__SOURCE DOCUMENT__
▬▬▬▬▬▬▬▬▬▬
This past week wine club met. It is hard for all of us to meet in the summer with vacations and busy schedules but half the group managed.
Pam brought dessert. Don’t judge it by my photo. It was the most delicious strawberry tart. The crust was flaky and divine. The strawberries, one word yum. She is sharing the story behind its conception and the recipe……
When life gives you lemons….. make strawberry pie.
If I ever get the privilege of returning to Provence, I truly believe I will bring an empty suitcase just to fill with their amazing confitures (jams). You don’t taste sugar; you just taste the wonderful, picked at the precise moment, fruit from whence they came. I’ve tried to find something close to that here at home, but nothing came close. So, I decided to dust off my old Ball Blue Book and canning jars, and make some myself. During peak strawberry season, I took off a day from work and picked strawberries – way too many strawberries, actually. I only wanted 1 batch of jam so that I would be encouraged to jam my way through all of the summer fruits. After the first batch which I made following the instructions in my trusty Blue Book (but adding low-sugar pectin and drastically cutting down on the sugar), I had 9 jars of exactly what I wanted – Spring in a jar. Since that only used up half of my strawberries (I told you I got carried away), I decided to make another batch to give away. This time I followed the instructions on the low-sugar pectin box to the letter, and the jam didn’t completely set. That’s 8 jars of partially set jam.
▬▬▬▬▬▬▬▬▬▬
__DATASET CONTENT__
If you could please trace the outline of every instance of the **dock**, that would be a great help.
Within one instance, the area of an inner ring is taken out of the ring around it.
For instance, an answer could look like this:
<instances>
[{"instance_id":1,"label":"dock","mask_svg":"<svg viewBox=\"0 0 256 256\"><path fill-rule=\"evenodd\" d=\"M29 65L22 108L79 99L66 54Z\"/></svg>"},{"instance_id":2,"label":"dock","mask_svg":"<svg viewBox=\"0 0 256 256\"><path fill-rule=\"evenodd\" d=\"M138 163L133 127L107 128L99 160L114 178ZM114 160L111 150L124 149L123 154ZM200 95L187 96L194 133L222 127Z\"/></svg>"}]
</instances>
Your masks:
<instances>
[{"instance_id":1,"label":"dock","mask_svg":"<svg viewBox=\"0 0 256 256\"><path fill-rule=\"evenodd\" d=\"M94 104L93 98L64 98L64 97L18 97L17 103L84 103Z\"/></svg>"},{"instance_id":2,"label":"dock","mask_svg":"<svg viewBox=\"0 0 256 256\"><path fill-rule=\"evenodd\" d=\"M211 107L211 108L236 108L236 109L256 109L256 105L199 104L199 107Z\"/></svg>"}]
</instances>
▬▬▬▬▬▬▬▬▬▬
__BRIEF A__
List the ingredients the wine club post names for the writer's strawberry jam.
__BRIEF B__
Continue the wine club post from its last sentence.

__ANSWER BOX A__
strawberries, low-sugar pectin, sugar

__ANSWER BOX B__
I had planned on reprocessing the jam (Surejell has instructions on failed setting) but, before I could do that, I had a couple of guests over for a casual dinner which meant I suddenly needed a dessert. My friends have heard me say over and over that ‘I can make something out of that’ so, with still more strawberries sitting in my refrigerator, I make strawberry tarts using the less-than-set jam as the liquid for the tarts. It worked out so well that I used the same method the next weekend when the Wine Women got together. So, when life gives you lemons in the form of unset jam, make strawberry pie!
Pam’s tried and true pie crust recipe:
2 cups of flour (I like King Arthur since it’s lower in protein and doesn’t get gummy)
2/3 cup shortening, cut into small chunks and chilled in the freezer for about 15 minutes
1 tsp. Salt
8 or so Tbls of cold water
Mix the flour and salt in a bowl. Using a pastry blender or 2 knives (1 in each hand in kind of a scissor motion), cut the shortening into the flour until it’s pretty well distributed with some pea-sized chunks in with the smaller pieces. Add 6 Tbls of water and toss with a butter knife (I find that it moistens the flour without yet making a dough). Keep adding water 1 Tbls at a time until there’s no more un-moistened flour, then gather the moistened flour and need just enough to make a dough ball. Wrap in plastic wrap and refrigerate for 30 minutes (can freeze up to 3 months and thaw when ready to use).
If your making a 1 crust pie or tart, you’ll only need half of the dough. Roll out what you need and freeze the rest.
Variations: you can add fresh herbs like thyme to the flour to make a savory dough for something like a tomato tart, or you can add sugar to make a sweeter dough.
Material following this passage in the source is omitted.